▶ [PAGE EXCERPT]:
........

In chapter 1 of my dissertation, I demonstrated how multiple time series characteristics vary among downscaled Global Climate Model (GCM) projections for four watersheds in the Sierra Nevada Ecoregion, and how each GCM's time series characteristics vary between watershed and regional scales. Then, using these downscaled GCMs as forcing data for a biophysical, fire regime model, I examined how fire regime projections can vary in response to these temporal and spatial input uncertainties. Finally, I illustrated how these analyses can be used for more robust GCM model selection. Conducting more comprehensive time series analyses enables modelers to more mechanistically link meteorological forcings with biophysical model projections.

........

▶ [TASK DATA]:
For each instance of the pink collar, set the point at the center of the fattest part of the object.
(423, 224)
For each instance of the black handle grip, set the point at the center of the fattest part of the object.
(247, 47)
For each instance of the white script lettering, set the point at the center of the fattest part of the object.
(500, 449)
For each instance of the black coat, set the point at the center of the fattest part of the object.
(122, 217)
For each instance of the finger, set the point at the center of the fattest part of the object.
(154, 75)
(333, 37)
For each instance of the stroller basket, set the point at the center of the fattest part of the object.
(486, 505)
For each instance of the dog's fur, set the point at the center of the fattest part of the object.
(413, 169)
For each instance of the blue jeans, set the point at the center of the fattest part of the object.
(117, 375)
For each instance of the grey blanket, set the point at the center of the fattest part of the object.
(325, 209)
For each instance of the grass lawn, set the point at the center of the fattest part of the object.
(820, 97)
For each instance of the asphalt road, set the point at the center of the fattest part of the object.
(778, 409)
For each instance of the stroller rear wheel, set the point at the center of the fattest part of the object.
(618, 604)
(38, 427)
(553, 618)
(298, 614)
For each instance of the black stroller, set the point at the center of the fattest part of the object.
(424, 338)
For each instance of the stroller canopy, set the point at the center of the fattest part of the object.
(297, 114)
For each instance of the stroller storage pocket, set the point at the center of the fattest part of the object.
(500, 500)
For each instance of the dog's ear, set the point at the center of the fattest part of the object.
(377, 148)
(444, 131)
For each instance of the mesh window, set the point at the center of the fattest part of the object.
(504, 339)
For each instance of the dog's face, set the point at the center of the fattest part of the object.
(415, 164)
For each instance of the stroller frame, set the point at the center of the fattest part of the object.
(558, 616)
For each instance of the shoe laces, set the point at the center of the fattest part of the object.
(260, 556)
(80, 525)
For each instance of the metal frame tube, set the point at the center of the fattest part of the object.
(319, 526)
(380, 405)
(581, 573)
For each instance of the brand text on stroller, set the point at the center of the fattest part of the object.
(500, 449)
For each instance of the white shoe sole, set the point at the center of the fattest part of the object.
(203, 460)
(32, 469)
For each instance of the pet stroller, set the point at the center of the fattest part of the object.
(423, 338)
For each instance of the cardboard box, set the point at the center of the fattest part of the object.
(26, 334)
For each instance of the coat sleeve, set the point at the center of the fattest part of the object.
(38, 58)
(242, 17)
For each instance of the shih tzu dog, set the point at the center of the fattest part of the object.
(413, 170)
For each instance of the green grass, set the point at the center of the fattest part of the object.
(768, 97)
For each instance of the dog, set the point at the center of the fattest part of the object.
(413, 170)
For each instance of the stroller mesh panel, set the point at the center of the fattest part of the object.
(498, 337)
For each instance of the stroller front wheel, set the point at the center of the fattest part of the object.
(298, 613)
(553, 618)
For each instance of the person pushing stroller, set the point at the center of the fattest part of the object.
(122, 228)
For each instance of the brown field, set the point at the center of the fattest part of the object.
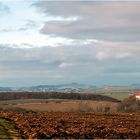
(47, 125)
(70, 106)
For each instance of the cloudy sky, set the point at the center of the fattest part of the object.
(55, 42)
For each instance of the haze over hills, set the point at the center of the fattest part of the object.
(74, 87)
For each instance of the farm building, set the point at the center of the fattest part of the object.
(137, 96)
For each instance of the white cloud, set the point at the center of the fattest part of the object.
(66, 65)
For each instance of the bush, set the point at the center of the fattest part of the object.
(129, 105)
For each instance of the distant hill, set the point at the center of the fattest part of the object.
(54, 95)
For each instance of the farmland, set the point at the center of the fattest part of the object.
(69, 106)
(75, 125)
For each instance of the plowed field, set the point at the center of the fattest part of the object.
(46, 125)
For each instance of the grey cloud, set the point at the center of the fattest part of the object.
(4, 9)
(69, 63)
(114, 21)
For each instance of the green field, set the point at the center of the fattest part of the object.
(119, 96)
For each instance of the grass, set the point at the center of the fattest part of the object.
(5, 129)
(119, 96)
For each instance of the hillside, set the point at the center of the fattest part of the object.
(54, 95)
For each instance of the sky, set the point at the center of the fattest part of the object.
(57, 42)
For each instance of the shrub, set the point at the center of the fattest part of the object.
(129, 105)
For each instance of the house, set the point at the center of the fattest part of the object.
(137, 96)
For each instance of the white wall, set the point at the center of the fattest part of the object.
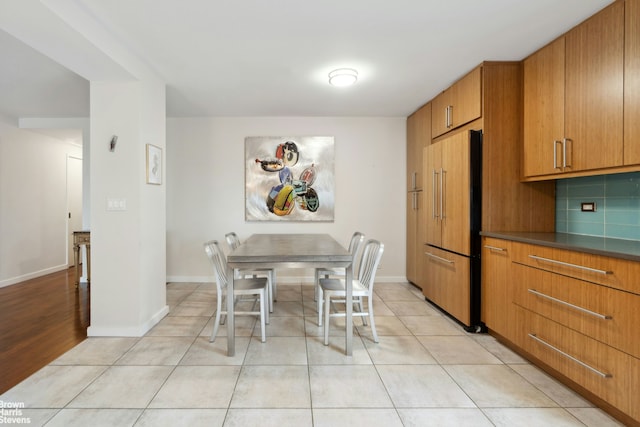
(205, 187)
(128, 274)
(33, 203)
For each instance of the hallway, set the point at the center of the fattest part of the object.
(40, 319)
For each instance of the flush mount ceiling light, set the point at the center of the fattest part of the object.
(343, 77)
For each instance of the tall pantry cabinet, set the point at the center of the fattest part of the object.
(507, 203)
(418, 137)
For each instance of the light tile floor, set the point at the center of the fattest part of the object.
(426, 371)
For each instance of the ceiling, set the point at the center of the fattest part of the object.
(263, 58)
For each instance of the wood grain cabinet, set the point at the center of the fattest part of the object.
(576, 313)
(447, 282)
(573, 99)
(632, 83)
(418, 137)
(459, 104)
(446, 190)
(497, 308)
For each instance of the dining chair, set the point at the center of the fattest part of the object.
(354, 245)
(233, 241)
(334, 290)
(255, 286)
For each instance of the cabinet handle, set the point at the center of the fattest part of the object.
(555, 153)
(566, 264)
(439, 258)
(442, 200)
(575, 307)
(434, 187)
(568, 356)
(564, 153)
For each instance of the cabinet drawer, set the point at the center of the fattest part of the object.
(448, 282)
(612, 272)
(604, 314)
(610, 374)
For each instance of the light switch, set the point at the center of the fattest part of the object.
(114, 204)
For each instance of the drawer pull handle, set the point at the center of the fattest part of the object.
(575, 307)
(495, 248)
(439, 258)
(566, 264)
(568, 356)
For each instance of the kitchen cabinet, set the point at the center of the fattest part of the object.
(459, 104)
(632, 83)
(497, 308)
(573, 99)
(418, 137)
(575, 313)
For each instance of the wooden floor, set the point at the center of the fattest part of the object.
(40, 319)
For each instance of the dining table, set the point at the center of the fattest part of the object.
(290, 250)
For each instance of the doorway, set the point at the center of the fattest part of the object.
(74, 203)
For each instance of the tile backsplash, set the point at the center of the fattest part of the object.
(617, 200)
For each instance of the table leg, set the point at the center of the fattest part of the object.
(76, 262)
(88, 248)
(349, 311)
(231, 329)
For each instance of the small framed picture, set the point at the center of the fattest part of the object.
(154, 164)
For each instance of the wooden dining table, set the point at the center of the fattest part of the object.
(290, 251)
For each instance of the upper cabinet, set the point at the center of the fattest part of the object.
(459, 104)
(418, 137)
(574, 98)
(632, 83)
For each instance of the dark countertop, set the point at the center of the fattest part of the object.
(615, 248)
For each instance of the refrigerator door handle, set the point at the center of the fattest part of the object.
(442, 199)
(434, 178)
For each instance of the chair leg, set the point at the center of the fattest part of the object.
(319, 301)
(327, 320)
(270, 290)
(262, 315)
(373, 324)
(216, 322)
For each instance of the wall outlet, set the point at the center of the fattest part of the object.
(588, 206)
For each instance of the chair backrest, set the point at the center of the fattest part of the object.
(219, 261)
(354, 246)
(232, 240)
(371, 255)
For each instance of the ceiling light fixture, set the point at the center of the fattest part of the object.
(343, 77)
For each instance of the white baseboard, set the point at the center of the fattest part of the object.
(134, 331)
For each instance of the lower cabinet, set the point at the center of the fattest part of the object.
(575, 312)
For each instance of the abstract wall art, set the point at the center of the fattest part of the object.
(289, 178)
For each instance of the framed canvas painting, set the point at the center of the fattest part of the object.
(289, 178)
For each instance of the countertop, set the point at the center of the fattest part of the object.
(615, 248)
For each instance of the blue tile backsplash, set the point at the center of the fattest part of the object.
(617, 199)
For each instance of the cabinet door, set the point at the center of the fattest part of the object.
(418, 136)
(432, 193)
(632, 83)
(466, 99)
(449, 282)
(412, 237)
(594, 91)
(455, 186)
(496, 286)
(544, 109)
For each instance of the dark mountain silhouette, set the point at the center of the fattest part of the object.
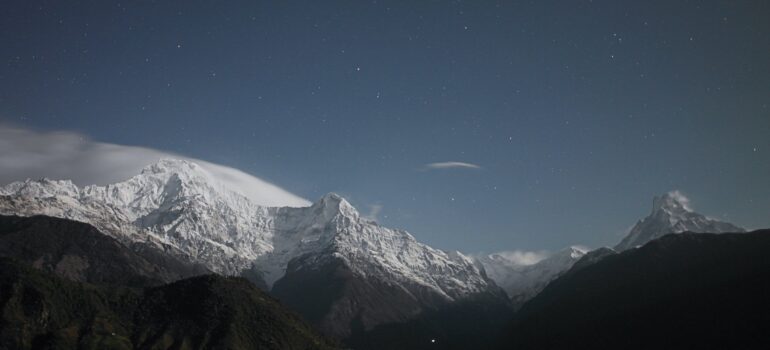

........

▶ [WRITTEN TASK 1]: Reproduce the stretch of the dissertation excerpt from "In chapter 1" through "biophysical model projections.".
▶ [WRITTEN TASK 2]: Find every line in the entries that contains the word "grass", and copy each such line.

▶ [COMPLETE RESPONSE 1]:
In chapter 1 of my dissertation, I demonstrated how multiple time series characteristics vary among downscaled Global Climate Model (GCM) projections for four watersheds in the Sierra Nevada Ecoregion, and how each GCM's time series characteristics vary between watershed and regional scales. Then, using these downscaled GCMs as forcing data for a biophysical, fire regime model, I examined how fire regime projections can vary in response to these temporal and spatial input uncertainties. Finally, I illustrated how these analyses can be used for more robust GCM model selection. Conducting more comprehensive time series analyses enables modelers to more mechanistically link meteorological forcings with biophysical model projections.

▶ [COMPLETE RESPONSE 2]:
For each instance of the grass lawn, set the point at the center of the fattest part of the object.
For each instance of the green grass, set the point at the center of the fattest part of the object.
For each instance of the grass, set the point at the center of the fattest part of the object.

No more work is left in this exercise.